- _TEXT EXTRACT_:
10. Thirdly, it is submitted that even on facts no delay can be attributed to the Petitioner. The Petitioner had furnished multiple bank accounts. The refund was attempted to be credited to a bank account which, according to the Petitioner, was not the selected account in the return for the relevant Assessment Year. Repeated efforts were thereafter made by the Petitioner to validate alternate bank accounts, to lodge grievances and to follow up with the Department. Even according to the Revenue’s own material, a new bank account was available since March 2022, yet the system continued to re- initiate refund to another bank account. It is submitted that, in any event, where technical difficulties arise in system-based refund processing, the Board’s instructions permit manual payment of refund. Therefore, administrative or system issues cannot be treated as delay attributable to the assessee.
11. Lastly, Mr. Gandhi submitted that interest on refund is compensatory in nature and represents compensation for the use and retention of monies lawfully due to the assessee. Reliance is placed on the decision of the Supreme Court in Union of India v. Tata Chemicals Ltd. 363 ITR 658 (SC), and on the recent order of this Court in Capgemini Technology Services India Ltd v. DIT  (Bombay) dated 9th December 2025 in WP No. 9876 of 2025. According to him, once refund is due, the assessee is entitled to interest till the date of actual payment, and the Revenue cannot defeat that statutory entitlement by relying upon system failures or incorrect assumptions regarding bank validation.

- _RAW RECORDS_:

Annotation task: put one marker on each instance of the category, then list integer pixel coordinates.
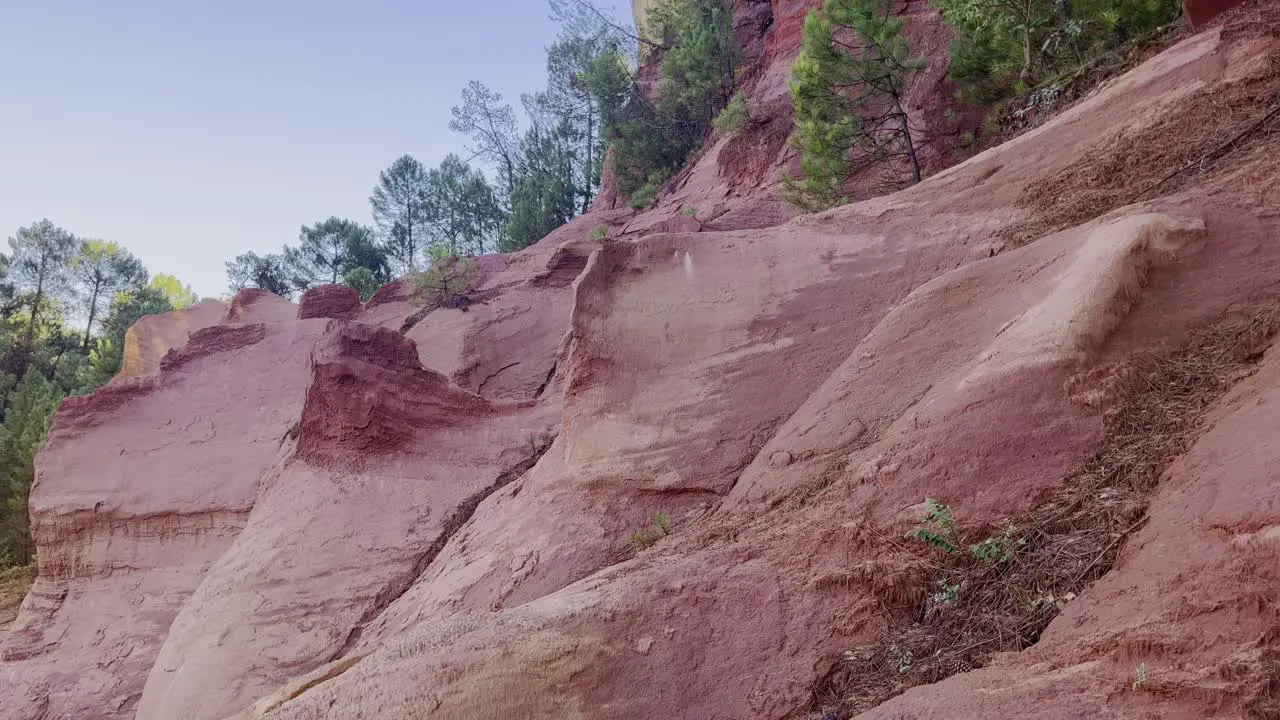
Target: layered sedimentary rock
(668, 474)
* * *
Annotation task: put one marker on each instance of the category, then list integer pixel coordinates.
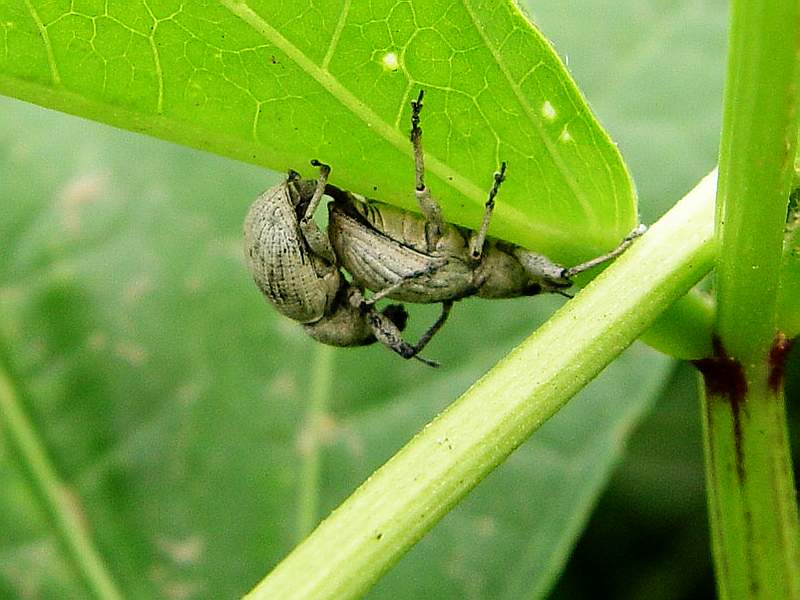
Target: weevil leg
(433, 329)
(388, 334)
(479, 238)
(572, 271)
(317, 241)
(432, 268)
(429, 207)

- _TASK LIST_:
#1 According to the refund-interest excerpt, since when had a new bank account been available, based on the Revenue's own material?
#2 Go on with the refund-interest excerpt, starting after its last sentence.

- _OUTPUTS FOR THE TASKS_:
#1 Since March 2022.

#2
12. On the other hand, learned counsel appearing for the Revenue relied upon the affidavits filed by the Jurisdictional Assessing Officer affirmed on 12th March 2025 and by Shri Sairaj, Assistant Director of Income-tax, Centralised Processing Centre (‘CPC’), affirmed on 21st March 2025. It is submitted that the refund could not be issued because the bank account details furnished by the Petitioner were incorrect or incomplete and the refund release failed for reasons attributable to the bank account furnished by the Petitioner. It is submitted that on several occasions attempts were made to release the refund, but each time there was some difficulty at the level of the Petitioner’s bank account. Therefore, the Revenue contends that the Petitioner cannot claim interest for the period during which the refund could not be successfully credited because of defective bank particulars which is solely attributable to the Petitioner.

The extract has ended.